The task:
Please update the lines starting with the one that contains "task | put a marker on each instance of the crouching" and going on through the one that contains "x=201, y=148" so that "utility pole" becomes "power pole", with nothing else changed. Give back only those lines.

(Records for identifying positions)
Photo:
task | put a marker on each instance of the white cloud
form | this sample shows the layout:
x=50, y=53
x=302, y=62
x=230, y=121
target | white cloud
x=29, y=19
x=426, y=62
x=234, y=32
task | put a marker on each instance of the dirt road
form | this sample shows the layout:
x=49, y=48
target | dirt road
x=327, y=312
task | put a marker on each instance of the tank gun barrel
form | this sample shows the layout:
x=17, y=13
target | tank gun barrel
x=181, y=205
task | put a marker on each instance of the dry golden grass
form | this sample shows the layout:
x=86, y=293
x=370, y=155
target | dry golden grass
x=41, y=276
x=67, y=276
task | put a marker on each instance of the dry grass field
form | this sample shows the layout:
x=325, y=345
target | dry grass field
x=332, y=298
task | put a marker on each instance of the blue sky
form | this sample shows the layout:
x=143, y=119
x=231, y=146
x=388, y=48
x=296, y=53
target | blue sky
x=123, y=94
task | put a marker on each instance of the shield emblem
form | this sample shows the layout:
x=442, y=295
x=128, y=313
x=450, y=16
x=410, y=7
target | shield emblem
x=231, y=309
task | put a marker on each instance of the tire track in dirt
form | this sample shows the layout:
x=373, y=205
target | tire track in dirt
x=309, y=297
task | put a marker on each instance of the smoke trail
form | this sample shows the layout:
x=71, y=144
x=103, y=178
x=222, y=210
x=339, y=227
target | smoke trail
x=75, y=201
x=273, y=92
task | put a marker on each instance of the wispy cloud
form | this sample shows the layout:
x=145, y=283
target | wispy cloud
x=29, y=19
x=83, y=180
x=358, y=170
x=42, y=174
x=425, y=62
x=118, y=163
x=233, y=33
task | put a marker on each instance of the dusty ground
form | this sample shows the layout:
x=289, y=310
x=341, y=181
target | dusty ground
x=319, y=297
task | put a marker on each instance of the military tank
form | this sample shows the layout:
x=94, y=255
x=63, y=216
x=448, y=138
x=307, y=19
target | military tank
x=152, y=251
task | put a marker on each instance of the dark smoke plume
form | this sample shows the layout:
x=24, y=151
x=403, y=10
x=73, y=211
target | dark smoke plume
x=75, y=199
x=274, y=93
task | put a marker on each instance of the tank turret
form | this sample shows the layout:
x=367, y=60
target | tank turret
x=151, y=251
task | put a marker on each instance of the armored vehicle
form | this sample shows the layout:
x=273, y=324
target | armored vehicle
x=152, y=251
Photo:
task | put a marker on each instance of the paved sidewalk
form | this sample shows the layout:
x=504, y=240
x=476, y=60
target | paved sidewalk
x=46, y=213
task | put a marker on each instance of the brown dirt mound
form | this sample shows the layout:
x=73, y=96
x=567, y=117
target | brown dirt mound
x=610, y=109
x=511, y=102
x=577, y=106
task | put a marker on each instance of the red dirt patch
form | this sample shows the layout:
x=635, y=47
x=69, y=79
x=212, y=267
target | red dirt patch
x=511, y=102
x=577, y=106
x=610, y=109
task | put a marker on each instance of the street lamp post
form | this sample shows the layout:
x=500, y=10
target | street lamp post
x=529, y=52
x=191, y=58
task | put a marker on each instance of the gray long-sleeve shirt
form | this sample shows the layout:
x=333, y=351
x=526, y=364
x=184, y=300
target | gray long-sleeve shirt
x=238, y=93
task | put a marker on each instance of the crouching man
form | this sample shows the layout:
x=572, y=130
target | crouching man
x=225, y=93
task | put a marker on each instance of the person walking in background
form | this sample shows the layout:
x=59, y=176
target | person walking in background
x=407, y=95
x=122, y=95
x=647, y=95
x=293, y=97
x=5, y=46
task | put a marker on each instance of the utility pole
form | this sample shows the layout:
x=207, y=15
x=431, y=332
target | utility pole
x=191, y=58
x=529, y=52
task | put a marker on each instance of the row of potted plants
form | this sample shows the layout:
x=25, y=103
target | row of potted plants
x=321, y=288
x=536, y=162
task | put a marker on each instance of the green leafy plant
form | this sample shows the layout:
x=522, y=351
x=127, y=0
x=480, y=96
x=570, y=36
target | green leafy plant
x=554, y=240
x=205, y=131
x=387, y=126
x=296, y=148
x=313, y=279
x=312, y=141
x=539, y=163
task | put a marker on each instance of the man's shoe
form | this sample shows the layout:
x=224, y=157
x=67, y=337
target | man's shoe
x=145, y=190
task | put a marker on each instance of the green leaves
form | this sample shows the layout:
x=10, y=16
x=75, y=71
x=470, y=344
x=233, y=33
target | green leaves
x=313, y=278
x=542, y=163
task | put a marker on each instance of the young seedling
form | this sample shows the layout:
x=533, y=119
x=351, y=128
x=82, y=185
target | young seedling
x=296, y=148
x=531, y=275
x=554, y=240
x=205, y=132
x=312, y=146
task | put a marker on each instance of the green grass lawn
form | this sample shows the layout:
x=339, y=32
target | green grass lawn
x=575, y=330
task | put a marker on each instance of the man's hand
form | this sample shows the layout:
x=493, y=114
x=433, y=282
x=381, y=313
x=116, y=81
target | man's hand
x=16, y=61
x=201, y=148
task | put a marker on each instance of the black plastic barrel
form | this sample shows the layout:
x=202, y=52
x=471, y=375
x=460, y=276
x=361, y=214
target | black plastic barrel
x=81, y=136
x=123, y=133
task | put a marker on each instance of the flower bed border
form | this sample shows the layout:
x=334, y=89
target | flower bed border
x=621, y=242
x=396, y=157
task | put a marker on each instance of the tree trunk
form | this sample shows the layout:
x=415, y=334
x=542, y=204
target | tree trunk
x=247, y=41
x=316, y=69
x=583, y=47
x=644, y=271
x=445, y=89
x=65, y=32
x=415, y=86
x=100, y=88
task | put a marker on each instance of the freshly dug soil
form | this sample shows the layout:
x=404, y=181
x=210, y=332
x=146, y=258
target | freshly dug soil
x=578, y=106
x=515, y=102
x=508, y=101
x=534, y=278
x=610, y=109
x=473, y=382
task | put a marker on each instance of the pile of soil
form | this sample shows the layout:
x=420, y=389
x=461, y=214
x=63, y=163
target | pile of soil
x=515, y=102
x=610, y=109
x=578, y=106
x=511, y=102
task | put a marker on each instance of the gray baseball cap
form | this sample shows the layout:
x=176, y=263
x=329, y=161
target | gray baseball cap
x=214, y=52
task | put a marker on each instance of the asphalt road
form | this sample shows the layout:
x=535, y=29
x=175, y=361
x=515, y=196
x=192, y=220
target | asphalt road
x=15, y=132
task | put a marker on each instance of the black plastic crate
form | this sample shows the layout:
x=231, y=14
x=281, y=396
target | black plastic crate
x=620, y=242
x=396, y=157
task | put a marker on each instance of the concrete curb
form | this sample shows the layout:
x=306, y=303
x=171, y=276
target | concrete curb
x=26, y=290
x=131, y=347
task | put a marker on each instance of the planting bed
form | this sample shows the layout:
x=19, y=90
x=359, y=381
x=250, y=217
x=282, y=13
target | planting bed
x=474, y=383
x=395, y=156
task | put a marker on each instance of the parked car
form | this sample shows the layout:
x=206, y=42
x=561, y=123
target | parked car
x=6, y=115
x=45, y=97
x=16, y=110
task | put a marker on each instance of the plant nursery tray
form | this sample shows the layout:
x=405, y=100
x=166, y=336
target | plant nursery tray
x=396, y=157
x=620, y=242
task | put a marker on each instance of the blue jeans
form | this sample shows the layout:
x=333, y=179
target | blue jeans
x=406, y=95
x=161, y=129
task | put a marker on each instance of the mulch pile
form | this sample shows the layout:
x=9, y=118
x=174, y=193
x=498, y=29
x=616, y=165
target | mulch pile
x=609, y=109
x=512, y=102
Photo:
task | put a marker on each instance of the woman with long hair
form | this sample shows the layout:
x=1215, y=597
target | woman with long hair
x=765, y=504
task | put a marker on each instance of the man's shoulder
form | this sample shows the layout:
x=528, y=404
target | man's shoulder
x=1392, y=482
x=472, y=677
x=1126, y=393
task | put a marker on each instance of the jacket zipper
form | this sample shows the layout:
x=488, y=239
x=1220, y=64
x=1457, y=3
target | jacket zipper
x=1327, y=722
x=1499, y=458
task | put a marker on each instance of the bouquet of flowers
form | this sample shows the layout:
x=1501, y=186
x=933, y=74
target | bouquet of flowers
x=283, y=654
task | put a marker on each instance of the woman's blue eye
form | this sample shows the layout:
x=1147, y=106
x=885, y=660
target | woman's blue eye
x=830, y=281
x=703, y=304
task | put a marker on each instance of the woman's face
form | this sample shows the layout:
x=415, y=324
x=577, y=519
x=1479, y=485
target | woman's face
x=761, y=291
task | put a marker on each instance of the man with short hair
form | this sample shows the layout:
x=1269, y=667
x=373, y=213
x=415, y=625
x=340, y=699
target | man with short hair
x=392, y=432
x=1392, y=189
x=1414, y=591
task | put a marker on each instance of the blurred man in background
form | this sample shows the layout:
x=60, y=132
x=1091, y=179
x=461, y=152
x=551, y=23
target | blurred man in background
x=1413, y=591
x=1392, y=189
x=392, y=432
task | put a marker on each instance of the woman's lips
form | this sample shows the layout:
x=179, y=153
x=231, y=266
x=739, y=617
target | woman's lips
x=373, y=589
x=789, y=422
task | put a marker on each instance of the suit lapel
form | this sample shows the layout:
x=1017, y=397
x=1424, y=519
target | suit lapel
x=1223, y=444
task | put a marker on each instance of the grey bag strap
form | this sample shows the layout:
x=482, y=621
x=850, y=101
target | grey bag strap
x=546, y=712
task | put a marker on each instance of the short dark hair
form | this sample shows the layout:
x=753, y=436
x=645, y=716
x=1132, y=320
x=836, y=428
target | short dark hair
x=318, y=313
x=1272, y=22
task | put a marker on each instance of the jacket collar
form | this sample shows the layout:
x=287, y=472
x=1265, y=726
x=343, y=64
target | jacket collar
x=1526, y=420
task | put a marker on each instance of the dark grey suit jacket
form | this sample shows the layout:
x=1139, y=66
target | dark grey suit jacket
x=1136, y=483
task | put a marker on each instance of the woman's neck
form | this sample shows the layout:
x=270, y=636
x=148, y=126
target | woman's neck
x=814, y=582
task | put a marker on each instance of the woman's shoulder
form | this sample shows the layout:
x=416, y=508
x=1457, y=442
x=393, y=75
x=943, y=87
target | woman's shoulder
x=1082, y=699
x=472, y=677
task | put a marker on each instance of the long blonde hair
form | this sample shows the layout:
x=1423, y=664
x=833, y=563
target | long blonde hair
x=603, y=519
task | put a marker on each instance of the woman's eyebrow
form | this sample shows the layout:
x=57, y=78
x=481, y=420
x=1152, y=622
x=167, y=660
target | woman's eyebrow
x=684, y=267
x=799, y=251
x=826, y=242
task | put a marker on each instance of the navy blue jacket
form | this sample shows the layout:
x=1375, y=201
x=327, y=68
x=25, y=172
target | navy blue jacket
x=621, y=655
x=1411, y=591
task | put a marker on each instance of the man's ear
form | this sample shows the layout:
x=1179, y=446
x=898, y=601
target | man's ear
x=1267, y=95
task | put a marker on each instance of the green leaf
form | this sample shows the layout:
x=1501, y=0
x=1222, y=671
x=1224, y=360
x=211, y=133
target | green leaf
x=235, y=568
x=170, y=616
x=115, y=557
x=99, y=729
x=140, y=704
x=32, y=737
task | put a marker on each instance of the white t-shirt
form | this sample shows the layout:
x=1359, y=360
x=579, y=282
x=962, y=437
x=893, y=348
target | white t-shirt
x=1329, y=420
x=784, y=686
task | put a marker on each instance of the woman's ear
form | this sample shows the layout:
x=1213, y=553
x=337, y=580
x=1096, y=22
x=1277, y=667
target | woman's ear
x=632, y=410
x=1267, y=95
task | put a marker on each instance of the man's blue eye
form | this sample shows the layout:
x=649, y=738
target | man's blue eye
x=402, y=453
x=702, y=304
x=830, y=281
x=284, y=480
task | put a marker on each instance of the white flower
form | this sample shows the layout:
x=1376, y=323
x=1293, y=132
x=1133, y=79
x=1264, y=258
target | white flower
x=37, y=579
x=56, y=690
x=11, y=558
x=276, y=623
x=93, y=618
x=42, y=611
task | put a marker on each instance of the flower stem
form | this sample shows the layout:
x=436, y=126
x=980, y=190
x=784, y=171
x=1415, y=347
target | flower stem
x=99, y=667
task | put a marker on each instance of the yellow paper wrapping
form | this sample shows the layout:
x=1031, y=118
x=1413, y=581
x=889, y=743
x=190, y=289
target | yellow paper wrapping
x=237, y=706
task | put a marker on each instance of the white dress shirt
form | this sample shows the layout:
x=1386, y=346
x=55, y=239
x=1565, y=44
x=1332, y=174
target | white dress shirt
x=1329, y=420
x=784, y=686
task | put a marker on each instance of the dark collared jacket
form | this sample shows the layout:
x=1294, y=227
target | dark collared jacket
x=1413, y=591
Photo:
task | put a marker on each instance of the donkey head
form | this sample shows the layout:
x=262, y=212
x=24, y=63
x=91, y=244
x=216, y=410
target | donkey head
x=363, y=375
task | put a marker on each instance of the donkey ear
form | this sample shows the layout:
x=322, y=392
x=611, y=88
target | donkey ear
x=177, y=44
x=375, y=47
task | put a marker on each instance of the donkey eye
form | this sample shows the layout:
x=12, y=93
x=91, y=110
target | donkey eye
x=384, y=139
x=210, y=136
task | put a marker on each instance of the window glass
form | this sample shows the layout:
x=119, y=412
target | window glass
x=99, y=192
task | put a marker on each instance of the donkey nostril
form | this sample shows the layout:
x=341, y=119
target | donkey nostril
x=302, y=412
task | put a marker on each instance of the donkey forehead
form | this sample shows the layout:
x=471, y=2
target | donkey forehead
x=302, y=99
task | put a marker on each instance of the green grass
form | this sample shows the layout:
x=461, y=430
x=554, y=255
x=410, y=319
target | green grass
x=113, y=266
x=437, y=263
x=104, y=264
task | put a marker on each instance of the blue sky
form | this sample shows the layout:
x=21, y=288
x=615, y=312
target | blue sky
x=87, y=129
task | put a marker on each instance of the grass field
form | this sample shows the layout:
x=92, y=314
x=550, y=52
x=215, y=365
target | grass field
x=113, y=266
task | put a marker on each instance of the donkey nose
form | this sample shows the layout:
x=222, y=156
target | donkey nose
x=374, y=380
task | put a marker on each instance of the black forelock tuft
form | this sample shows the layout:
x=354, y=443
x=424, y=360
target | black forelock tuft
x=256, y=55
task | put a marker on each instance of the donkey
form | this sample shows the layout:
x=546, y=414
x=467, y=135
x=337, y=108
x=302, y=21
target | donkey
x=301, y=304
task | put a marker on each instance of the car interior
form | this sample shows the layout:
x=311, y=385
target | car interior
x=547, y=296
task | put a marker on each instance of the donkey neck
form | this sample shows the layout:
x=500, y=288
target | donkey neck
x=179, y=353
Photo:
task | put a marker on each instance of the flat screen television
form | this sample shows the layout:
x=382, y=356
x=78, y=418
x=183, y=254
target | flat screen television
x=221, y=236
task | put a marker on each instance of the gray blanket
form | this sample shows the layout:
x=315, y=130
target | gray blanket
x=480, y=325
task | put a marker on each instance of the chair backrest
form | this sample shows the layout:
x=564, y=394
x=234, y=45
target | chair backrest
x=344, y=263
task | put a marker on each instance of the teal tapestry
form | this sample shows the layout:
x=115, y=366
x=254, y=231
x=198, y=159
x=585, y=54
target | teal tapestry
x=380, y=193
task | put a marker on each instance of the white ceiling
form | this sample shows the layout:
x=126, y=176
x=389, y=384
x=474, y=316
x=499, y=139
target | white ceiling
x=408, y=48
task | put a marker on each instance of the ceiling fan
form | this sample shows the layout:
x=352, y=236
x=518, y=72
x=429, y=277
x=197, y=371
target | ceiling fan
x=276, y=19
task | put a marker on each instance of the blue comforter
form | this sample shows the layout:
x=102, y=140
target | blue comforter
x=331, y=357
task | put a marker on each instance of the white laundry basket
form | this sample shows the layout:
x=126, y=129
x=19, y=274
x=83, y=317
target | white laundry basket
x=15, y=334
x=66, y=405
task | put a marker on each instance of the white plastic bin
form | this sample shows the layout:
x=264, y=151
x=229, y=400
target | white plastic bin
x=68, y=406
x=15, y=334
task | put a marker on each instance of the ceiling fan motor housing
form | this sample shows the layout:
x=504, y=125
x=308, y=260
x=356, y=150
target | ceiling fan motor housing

Reply to the task:
task | put a marker on each instance of the crouching man
form | this sample shows the layout:
x=572, y=130
target | crouching man
x=225, y=93
task | put a marker on each instance of the person walking in background
form | this sample shows the layout:
x=59, y=176
target | person walking in background
x=407, y=95
x=122, y=95
x=647, y=95
x=293, y=97
x=5, y=46
task | put a marker on each instance of the power pole
form | this sample shows the layout:
x=207, y=15
x=431, y=332
target | power pole
x=191, y=58
x=529, y=52
task | put a marker on each instance of the row of potted plants
form | this sample shows the layout:
x=25, y=103
target | row of potted plants
x=321, y=288
x=536, y=162
task | put a marker on each instance of the green leafy plant
form | this sample shows the layout:
x=522, y=351
x=127, y=0
x=480, y=96
x=570, y=36
target | green leafy plant
x=554, y=240
x=205, y=131
x=387, y=126
x=296, y=148
x=313, y=279
x=312, y=141
x=539, y=163
task | put a marker on each instance of the man's shoe
form | this sample shows the layout:
x=224, y=157
x=67, y=337
target | man's shoe
x=145, y=190
task | put a marker on each instance of the green leaves
form | this sample shows the layout:
x=10, y=16
x=75, y=71
x=470, y=344
x=233, y=33
target | green leaves
x=313, y=278
x=542, y=163
task | put a marker on each instance of the young seedling
form | this sample shows the layout:
x=533, y=119
x=351, y=128
x=82, y=185
target | young seedling
x=296, y=148
x=531, y=275
x=554, y=240
x=205, y=132
x=312, y=146
task | put a marker on each instance of the green grass lawn
form | this sample shows the layout:
x=339, y=32
target | green grass lawn
x=575, y=330
task | put a marker on each instance of the man's hand
form | this sample shows the layout:
x=493, y=114
x=433, y=282
x=381, y=313
x=116, y=81
target | man's hand
x=16, y=61
x=201, y=148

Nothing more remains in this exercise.